## OBJECTIVE
Print only the line with "compact shape [24,973]." and the lines after it, ending with the last line of the material, each exactly as it stands.

## PROVIDED MATERIAL
--------------------------------
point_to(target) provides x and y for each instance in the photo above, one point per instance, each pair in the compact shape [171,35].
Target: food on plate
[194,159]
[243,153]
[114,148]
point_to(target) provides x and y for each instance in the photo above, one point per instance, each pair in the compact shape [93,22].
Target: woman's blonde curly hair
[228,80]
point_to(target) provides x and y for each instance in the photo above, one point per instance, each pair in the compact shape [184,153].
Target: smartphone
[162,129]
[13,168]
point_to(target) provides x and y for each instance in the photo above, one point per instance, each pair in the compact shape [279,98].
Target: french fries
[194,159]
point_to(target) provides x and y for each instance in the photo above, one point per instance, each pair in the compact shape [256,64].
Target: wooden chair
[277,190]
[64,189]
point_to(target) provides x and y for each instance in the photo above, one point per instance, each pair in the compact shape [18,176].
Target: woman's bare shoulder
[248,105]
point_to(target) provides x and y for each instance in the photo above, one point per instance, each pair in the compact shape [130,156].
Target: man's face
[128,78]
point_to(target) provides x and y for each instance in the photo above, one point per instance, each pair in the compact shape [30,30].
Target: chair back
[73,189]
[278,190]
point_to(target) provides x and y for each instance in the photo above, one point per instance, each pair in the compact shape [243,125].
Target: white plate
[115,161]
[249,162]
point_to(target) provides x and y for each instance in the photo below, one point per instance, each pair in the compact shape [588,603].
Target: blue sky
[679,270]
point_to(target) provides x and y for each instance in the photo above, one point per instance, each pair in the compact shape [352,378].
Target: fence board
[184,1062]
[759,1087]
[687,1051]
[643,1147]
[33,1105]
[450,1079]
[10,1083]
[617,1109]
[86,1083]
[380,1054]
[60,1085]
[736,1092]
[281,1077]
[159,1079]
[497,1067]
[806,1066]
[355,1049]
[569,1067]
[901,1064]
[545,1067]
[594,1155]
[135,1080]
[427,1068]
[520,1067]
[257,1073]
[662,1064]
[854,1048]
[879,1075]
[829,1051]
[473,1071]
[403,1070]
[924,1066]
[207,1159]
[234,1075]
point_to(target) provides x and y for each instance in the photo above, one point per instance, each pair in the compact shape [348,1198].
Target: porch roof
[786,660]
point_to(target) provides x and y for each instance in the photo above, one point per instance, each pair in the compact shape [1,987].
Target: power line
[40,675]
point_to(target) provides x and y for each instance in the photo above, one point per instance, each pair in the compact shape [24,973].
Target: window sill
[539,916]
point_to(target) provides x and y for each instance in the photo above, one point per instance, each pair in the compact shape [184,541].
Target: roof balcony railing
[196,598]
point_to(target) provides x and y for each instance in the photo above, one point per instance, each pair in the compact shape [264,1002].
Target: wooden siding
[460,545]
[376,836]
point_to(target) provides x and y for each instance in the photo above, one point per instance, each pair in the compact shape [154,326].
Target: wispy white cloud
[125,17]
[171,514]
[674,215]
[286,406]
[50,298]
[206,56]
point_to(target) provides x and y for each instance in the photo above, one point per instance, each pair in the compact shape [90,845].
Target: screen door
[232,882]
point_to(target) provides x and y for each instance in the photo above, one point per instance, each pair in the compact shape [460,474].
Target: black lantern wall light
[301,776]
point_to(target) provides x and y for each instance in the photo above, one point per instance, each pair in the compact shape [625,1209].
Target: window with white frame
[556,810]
--------------------------------
## RESULT OF THE TASK
point_to(target) provides x and y for each instance in the photo above, one point per instance, each pair in the compact shape [24,973].
Target: window sill
[539,916]
point_to(target) provides x and y for each instance in the photo above, one point per instance, each pair in the compact shape [184,541].
Target: roof balcony railing
[196,598]
point_to(target) provides x and y for each instance in the photo above, one point per instance, each pair in the compact shape [264,1002].
Target: wooden siding
[460,545]
[376,836]
point_to(target) provides x and y for each instance in the photo above, one point per instance, each pair in the compact shape [154,326].
Target: wispy white cloud
[125,17]
[171,514]
[674,215]
[286,406]
[50,298]
[206,56]
point_to(target) provides x and y for each instance in the photo above, one point per instance, each pair in the compact shape [90,845].
Target: screen door
[232,882]
point_to(target) provides x and y for each instance in the photo above, one point per instance, each pair in the compact shape [460,474].
Target: black lantern wall light
[301,776]
point_to(target) provides x and y for each instance in the photo above, one point per instance, each pair in the compact shape [625,1209].
Target: window with white frame
[556,810]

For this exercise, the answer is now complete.